#### STORED RECORDS

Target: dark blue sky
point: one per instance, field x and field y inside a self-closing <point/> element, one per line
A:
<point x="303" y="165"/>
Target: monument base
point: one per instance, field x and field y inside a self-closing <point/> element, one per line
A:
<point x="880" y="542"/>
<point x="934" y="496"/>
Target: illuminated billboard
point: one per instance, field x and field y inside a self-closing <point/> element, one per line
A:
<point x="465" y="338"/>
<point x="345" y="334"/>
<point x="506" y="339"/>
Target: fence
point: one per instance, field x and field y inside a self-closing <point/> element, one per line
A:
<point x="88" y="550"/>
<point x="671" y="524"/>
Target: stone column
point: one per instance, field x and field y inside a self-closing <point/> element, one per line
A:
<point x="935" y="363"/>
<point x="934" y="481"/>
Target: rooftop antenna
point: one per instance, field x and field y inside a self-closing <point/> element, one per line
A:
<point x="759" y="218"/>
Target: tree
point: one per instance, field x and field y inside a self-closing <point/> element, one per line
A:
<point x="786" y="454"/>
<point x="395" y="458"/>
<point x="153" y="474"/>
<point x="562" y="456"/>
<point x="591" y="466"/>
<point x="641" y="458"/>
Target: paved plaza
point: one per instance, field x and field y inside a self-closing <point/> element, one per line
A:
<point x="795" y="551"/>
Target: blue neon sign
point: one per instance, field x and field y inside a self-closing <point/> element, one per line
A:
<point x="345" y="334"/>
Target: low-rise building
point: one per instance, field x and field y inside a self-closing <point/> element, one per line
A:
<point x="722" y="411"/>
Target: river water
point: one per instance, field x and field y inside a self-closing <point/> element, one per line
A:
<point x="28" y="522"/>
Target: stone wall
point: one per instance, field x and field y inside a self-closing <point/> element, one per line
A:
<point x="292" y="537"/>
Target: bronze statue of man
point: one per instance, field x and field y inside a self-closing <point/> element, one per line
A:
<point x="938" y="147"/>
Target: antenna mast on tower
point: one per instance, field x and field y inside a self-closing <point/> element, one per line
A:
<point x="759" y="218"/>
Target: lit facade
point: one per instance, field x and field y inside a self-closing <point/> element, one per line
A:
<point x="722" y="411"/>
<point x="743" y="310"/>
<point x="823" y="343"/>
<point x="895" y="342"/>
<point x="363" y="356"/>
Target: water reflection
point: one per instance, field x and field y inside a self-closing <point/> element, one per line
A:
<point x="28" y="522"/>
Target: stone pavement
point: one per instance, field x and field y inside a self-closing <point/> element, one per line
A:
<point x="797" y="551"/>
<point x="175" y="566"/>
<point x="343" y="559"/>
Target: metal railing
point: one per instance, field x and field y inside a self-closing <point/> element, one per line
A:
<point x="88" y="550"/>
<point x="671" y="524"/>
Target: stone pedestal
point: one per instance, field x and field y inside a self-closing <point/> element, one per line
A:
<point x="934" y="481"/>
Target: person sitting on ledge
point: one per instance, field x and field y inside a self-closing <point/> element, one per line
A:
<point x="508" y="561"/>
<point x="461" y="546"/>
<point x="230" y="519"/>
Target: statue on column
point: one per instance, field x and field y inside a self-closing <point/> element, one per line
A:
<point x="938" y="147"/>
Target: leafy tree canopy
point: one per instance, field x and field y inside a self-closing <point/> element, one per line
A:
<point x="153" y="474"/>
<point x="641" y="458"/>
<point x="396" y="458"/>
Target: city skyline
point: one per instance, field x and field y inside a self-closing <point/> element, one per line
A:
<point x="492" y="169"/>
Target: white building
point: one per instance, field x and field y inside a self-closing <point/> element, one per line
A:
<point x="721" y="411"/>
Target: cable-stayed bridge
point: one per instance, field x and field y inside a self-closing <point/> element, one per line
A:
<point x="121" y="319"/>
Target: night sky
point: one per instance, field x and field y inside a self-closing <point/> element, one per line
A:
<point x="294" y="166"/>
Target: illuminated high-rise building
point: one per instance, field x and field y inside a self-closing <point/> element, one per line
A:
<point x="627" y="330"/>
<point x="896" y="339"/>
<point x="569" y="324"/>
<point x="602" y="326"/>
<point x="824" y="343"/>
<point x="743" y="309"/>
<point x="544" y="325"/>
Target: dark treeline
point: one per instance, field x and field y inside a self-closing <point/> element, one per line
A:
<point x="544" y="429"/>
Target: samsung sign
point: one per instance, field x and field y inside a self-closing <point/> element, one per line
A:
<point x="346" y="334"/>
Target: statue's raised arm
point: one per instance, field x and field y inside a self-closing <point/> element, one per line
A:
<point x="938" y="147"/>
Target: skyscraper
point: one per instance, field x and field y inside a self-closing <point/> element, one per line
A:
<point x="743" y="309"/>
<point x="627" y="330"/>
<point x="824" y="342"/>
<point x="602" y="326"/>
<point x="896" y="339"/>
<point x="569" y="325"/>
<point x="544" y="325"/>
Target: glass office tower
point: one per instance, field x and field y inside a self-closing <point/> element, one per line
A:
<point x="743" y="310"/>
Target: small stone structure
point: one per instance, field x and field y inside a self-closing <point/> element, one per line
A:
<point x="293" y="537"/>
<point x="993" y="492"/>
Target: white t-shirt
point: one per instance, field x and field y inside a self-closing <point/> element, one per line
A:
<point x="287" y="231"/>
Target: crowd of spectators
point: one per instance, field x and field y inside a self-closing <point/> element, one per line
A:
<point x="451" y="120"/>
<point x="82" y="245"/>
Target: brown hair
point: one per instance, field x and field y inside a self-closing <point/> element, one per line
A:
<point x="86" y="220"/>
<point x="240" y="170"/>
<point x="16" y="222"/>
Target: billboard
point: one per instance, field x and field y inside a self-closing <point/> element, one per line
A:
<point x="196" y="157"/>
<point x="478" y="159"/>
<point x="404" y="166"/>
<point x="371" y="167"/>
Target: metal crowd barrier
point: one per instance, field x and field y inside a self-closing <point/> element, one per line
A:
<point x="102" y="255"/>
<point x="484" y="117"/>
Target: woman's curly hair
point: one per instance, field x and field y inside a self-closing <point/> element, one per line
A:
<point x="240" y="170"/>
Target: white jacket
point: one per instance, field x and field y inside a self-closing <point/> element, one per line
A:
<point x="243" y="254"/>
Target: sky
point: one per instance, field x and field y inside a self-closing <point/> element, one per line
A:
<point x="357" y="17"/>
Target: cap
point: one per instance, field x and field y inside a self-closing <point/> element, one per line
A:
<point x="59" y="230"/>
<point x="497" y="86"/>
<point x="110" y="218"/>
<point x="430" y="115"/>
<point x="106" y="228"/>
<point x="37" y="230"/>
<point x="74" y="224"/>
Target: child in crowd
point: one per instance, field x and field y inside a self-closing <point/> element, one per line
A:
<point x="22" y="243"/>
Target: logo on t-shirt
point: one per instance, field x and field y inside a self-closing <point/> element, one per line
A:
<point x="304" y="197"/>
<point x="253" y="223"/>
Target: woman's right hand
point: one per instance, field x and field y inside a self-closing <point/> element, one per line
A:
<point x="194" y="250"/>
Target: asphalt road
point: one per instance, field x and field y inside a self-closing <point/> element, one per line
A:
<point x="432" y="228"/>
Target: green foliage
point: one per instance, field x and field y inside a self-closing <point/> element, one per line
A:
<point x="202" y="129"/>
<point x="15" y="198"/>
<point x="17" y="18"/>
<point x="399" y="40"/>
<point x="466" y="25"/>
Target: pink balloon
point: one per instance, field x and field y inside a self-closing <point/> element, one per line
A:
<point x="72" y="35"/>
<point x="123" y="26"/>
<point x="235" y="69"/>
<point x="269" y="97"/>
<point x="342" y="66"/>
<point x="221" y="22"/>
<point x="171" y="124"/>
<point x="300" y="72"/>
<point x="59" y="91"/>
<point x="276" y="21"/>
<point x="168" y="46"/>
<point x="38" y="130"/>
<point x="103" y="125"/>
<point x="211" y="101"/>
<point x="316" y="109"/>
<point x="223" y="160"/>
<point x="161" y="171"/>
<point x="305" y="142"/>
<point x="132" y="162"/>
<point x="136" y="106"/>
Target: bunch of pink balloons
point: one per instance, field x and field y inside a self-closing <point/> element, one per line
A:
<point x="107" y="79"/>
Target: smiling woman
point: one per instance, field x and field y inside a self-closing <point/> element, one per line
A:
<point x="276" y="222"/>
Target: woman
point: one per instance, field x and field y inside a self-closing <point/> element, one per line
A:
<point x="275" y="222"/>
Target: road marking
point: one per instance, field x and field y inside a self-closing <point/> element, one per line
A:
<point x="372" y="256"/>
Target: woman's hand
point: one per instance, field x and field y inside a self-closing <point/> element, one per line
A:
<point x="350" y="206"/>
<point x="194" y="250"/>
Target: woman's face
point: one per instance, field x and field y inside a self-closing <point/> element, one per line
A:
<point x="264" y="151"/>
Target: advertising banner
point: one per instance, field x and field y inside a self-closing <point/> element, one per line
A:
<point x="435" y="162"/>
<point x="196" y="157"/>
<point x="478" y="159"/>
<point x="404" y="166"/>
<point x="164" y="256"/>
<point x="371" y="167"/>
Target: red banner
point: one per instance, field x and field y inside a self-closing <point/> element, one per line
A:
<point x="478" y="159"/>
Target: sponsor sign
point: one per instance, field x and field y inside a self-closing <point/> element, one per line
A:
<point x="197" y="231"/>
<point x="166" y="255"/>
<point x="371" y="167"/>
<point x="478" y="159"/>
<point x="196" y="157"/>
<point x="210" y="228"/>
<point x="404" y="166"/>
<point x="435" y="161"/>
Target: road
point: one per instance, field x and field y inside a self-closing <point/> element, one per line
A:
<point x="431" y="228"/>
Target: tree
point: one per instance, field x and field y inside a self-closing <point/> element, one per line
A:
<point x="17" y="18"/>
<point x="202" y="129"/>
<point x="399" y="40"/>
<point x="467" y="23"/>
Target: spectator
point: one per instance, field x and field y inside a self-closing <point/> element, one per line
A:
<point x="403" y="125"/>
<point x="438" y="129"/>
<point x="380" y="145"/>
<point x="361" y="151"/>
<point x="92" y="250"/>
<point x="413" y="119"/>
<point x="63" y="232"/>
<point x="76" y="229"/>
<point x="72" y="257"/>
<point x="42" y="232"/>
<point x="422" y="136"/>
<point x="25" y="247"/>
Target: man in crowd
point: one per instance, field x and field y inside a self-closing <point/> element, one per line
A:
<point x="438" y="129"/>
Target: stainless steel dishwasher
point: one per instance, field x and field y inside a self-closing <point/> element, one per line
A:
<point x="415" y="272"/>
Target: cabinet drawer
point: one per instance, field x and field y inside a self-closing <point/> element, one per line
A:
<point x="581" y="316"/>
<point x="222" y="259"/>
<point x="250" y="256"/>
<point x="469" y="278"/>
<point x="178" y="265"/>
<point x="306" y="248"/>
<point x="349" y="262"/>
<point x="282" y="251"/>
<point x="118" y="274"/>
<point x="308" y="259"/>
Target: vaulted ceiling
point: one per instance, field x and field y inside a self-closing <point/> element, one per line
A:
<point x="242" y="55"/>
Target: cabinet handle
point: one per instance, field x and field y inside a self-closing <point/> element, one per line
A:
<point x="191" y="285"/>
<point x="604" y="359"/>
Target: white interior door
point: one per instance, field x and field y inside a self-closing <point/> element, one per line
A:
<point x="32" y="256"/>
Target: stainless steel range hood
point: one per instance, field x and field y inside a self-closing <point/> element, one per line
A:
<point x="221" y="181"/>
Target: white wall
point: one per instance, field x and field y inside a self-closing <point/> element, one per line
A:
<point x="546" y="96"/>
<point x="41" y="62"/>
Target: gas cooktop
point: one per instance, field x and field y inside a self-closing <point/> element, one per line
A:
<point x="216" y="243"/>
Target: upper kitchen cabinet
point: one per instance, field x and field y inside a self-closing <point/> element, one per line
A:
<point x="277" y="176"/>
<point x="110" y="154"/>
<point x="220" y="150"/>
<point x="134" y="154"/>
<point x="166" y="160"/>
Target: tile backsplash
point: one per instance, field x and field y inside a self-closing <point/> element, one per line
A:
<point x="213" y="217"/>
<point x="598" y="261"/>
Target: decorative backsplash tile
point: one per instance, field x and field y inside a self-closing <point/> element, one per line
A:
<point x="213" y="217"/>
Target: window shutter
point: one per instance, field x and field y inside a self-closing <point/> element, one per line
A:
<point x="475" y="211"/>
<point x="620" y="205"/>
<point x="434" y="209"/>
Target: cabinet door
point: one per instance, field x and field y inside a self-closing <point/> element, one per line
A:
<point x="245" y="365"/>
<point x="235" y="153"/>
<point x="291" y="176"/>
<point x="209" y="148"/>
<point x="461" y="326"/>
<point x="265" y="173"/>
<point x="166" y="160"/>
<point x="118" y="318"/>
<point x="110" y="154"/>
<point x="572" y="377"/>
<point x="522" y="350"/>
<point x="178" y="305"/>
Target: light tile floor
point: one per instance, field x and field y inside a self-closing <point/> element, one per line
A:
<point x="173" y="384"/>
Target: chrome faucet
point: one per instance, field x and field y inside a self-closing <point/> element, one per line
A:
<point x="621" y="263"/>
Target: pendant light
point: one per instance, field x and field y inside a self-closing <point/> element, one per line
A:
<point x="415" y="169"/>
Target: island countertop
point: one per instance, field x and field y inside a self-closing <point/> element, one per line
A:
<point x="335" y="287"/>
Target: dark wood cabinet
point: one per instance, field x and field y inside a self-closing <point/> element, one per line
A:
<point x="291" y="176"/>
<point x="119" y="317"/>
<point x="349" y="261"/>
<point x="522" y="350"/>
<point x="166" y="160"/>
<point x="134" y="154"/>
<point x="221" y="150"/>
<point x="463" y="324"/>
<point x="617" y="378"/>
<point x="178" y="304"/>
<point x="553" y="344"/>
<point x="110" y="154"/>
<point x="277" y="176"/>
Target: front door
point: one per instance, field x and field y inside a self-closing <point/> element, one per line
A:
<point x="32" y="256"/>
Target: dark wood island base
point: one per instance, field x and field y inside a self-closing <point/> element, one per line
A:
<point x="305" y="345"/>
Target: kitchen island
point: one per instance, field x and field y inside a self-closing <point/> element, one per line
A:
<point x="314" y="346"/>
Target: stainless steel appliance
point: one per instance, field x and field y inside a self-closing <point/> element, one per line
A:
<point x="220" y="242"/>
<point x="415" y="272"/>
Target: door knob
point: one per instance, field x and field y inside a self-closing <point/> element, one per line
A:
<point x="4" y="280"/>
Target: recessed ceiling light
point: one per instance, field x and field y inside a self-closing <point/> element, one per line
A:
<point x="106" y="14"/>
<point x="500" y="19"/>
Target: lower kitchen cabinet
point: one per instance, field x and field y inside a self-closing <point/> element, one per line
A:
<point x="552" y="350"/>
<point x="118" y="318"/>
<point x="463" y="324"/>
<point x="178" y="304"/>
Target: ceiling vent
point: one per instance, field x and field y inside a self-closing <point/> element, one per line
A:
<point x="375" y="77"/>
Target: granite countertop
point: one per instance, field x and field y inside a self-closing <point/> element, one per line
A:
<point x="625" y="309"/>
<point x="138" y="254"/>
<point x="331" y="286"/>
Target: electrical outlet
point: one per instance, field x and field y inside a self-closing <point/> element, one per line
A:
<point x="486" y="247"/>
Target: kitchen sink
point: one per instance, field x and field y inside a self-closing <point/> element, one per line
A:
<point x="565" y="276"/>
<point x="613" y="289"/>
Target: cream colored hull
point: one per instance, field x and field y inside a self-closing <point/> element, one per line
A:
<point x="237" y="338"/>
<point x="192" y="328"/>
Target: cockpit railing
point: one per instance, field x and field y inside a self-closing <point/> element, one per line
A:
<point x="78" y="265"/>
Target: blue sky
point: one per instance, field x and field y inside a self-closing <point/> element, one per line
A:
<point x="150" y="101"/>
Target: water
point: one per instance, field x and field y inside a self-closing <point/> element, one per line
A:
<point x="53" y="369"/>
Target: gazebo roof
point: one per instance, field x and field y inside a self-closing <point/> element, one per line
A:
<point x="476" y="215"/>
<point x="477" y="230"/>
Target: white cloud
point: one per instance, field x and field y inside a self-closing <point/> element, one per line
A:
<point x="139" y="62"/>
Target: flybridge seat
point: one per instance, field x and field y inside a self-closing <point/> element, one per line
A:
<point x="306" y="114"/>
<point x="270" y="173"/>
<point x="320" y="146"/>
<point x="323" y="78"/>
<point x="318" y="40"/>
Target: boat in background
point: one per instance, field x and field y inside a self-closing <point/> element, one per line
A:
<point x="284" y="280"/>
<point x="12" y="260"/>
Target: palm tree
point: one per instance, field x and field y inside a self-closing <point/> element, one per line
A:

########

From the line containing "Target: kitchen sink" to the last line of the material, please quote every line exactly and only those.

_COMPLETE OUTPUT_
Target: kitchen sink
point: one per instance, field x and field y inside a self-closing <point/> element, one per line
A:
<point x="565" y="276"/>
<point x="613" y="289"/>
Target: cream colored hull
point: one per instance, field x and field y inside a self-closing <point/> element, one per line
A:
<point x="237" y="338"/>
<point x="192" y="328"/>
Target: cockpit railing
point: one per instance, field x and field y inside a self-closing <point/> element, one per line
A:
<point x="78" y="265"/>
Target: blue sky
point: one per instance, field x and field y inside a self-closing <point/> element, one per line
A:
<point x="150" y="101"/>
Target: water
point: one per instance, field x and field y inside a self-closing <point/> element, one per line
A:
<point x="53" y="369"/>
Target: gazebo roof
point: one per instance, field x and field y inside a self-closing <point/> element, one per line
A:
<point x="476" y="215"/>
<point x="477" y="230"/>
Target: white cloud
point: one per instance, field x and field y inside a self-closing <point/> element, one per line
A:
<point x="139" y="62"/>
Target: flybridge seat
point: one per instance, field x and field y inside a self-closing <point/> element, one per line
A:
<point x="306" y="114"/>
<point x="270" y="173"/>
<point x="320" y="146"/>
<point x="323" y="78"/>
<point x="318" y="40"/>
Target: boat in background
point: one per instance, field x and field y inside a self-closing <point/> element, one per line
A:
<point x="284" y="280"/>
<point x="12" y="260"/>
Target: palm tree
point: one per instance, field x and field y inside a self-closing <point/> element, one per line
A:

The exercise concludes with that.